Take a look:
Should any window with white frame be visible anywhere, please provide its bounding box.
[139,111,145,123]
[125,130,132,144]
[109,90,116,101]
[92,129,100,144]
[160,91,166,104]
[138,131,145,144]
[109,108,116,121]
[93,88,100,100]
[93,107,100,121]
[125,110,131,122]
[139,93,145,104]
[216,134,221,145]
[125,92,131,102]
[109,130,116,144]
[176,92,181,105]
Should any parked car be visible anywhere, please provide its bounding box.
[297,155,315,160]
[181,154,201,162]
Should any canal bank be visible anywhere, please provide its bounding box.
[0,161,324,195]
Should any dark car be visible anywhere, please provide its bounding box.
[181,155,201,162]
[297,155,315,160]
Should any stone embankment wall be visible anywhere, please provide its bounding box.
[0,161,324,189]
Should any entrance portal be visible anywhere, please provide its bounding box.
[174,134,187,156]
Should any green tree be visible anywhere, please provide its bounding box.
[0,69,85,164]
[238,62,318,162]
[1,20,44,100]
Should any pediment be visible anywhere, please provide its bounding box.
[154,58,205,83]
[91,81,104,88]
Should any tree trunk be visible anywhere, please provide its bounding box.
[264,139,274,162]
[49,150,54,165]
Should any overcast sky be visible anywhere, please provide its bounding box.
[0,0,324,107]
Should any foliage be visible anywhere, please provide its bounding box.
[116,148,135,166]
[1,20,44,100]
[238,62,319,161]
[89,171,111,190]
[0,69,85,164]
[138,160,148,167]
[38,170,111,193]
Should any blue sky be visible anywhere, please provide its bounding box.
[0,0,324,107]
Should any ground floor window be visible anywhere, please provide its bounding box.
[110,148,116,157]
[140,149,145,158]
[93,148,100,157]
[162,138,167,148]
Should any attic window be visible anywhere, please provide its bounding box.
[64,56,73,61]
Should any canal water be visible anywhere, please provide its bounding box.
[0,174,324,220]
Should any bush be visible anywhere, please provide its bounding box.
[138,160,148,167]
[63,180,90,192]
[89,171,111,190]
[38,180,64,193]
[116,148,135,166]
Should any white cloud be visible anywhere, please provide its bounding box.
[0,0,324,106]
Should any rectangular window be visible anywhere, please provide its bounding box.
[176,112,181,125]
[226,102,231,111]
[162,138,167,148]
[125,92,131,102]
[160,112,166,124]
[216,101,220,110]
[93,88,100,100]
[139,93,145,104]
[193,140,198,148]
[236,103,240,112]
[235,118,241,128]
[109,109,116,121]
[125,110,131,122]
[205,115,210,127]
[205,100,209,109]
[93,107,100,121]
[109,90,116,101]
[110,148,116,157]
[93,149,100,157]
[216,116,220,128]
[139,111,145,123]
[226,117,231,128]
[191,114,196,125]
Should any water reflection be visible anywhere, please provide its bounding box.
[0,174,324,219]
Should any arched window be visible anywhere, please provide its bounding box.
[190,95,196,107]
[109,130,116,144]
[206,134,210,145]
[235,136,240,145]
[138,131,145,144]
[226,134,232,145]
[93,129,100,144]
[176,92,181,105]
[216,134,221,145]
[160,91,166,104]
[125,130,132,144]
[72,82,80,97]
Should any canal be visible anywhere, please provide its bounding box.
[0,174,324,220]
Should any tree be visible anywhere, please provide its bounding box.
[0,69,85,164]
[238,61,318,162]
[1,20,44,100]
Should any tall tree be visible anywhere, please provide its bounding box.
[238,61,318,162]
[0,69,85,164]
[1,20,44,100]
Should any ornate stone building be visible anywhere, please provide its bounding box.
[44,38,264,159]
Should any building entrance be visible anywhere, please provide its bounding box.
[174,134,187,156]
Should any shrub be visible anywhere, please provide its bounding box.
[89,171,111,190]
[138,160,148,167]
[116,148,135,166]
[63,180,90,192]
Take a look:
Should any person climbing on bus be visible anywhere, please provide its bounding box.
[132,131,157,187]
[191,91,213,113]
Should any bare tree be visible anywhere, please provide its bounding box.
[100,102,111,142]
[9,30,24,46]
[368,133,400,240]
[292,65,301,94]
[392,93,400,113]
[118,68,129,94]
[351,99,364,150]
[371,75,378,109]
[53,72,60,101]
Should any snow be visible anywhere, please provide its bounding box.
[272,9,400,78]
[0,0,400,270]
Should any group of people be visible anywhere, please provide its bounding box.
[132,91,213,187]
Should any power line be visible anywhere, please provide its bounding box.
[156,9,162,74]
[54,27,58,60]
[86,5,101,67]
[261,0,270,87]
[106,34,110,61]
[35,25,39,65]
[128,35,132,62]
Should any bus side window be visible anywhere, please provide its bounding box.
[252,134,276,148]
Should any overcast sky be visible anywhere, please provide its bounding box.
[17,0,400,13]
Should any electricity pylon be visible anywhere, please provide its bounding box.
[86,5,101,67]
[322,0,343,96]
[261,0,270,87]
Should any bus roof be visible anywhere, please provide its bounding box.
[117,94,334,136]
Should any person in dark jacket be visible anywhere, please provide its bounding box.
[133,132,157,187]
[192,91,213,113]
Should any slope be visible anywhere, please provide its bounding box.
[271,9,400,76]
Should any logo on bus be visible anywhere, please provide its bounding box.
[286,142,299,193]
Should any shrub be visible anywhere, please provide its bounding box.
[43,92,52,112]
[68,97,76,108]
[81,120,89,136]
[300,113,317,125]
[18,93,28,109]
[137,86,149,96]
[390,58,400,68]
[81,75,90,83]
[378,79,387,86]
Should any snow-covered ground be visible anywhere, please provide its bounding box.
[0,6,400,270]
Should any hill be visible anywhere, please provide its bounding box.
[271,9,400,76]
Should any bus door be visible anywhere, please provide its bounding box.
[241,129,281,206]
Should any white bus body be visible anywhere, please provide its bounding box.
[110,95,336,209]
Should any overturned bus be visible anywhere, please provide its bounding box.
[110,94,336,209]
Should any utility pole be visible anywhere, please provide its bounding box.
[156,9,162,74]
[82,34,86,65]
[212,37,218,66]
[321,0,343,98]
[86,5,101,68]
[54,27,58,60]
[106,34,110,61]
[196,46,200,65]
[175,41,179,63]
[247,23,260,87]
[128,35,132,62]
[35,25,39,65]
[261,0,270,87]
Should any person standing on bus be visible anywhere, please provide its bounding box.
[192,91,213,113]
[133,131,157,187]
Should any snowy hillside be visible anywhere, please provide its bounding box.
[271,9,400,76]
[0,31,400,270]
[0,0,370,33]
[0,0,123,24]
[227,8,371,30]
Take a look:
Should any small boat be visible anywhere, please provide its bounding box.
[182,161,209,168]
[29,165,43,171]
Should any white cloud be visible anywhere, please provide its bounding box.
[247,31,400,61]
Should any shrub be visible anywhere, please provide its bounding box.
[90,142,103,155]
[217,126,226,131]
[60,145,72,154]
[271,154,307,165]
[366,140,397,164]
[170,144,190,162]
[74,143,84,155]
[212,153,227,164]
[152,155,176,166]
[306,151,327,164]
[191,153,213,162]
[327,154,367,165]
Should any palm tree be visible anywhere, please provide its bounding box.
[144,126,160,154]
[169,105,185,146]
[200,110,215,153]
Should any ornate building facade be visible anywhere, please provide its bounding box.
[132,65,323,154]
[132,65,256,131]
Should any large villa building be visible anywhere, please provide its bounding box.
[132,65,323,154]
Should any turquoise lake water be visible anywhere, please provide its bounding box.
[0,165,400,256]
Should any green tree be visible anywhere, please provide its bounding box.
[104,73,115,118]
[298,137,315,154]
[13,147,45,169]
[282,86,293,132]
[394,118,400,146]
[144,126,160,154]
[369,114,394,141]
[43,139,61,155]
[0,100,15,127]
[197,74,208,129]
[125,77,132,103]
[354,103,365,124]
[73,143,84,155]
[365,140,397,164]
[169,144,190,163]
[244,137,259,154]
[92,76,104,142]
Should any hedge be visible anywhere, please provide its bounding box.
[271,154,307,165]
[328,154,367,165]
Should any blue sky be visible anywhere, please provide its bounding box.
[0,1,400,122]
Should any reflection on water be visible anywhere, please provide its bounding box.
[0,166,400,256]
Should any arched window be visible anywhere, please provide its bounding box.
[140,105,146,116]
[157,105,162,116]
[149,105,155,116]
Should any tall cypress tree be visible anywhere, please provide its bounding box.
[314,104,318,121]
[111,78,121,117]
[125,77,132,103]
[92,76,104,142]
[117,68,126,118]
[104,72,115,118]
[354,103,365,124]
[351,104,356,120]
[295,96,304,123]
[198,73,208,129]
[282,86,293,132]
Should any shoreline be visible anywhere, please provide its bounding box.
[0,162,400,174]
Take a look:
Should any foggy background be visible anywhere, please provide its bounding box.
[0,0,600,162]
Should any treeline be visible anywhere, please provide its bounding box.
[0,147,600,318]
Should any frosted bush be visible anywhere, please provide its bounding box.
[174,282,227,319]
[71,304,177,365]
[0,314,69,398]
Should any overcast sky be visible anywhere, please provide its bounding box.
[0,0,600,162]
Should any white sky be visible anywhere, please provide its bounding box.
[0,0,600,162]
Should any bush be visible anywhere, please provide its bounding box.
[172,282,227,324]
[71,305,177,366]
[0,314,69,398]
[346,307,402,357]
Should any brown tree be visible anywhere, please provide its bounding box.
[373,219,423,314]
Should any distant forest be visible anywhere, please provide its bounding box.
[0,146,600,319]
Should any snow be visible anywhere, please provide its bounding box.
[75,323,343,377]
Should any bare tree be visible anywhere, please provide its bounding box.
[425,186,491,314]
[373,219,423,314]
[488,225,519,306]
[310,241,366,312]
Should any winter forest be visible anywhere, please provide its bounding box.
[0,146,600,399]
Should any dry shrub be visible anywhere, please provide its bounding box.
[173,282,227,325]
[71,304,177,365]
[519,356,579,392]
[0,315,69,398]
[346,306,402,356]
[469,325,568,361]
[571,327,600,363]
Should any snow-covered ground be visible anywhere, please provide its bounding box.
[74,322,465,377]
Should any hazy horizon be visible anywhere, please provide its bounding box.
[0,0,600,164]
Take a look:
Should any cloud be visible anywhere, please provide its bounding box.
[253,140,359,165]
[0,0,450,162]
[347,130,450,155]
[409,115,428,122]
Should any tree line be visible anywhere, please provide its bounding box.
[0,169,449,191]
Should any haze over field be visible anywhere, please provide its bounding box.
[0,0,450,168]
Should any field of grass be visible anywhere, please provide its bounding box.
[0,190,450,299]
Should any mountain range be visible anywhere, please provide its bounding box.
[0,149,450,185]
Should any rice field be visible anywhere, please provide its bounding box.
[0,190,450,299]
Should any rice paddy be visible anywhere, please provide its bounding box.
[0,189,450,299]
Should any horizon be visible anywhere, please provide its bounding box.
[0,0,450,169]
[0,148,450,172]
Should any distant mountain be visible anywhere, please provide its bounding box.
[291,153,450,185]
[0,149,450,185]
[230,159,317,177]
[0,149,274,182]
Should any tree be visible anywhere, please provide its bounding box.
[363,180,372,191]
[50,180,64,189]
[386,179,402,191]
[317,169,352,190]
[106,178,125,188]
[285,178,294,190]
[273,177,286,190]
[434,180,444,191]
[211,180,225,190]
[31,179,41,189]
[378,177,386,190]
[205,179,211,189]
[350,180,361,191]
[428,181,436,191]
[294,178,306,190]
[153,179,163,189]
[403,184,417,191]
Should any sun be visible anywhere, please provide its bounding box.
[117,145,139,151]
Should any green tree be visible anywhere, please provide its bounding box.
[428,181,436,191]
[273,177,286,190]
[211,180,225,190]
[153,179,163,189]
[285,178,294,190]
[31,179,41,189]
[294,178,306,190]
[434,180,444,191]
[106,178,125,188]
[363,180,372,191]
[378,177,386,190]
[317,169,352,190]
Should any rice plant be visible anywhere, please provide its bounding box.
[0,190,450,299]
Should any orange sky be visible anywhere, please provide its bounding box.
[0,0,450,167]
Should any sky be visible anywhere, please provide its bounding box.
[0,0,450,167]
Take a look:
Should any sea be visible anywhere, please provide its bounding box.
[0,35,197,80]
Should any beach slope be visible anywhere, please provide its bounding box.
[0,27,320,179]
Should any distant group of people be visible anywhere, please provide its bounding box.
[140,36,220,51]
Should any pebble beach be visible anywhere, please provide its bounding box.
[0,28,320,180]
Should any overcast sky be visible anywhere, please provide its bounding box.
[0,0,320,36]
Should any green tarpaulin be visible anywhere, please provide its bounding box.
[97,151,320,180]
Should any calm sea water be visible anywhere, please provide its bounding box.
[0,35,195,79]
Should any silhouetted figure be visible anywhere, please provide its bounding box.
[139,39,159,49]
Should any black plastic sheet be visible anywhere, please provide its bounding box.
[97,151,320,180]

================================

▶ **BRIEF**
Reproduce the data starting at the line that contains "Should any palm" and ending at the line that contains "[0,165,400,256]", switching "large villa building" to "large mansion building" and leaving everything else unchanged.

▶ **RESPONSE**
Should any palm tree be visible anywhere, please provide its bounding box.
[144,126,160,154]
[169,105,185,146]
[200,110,215,153]
Should any ornate building facade be visible anywhere, please provide its bounding box.
[132,65,323,154]
[132,65,256,131]
Should any large mansion building be visible anywhere, please provide its bounding box.
[132,65,323,154]
Should any turquoise lake water be visible anywhere, please provide its bounding box.
[0,165,400,256]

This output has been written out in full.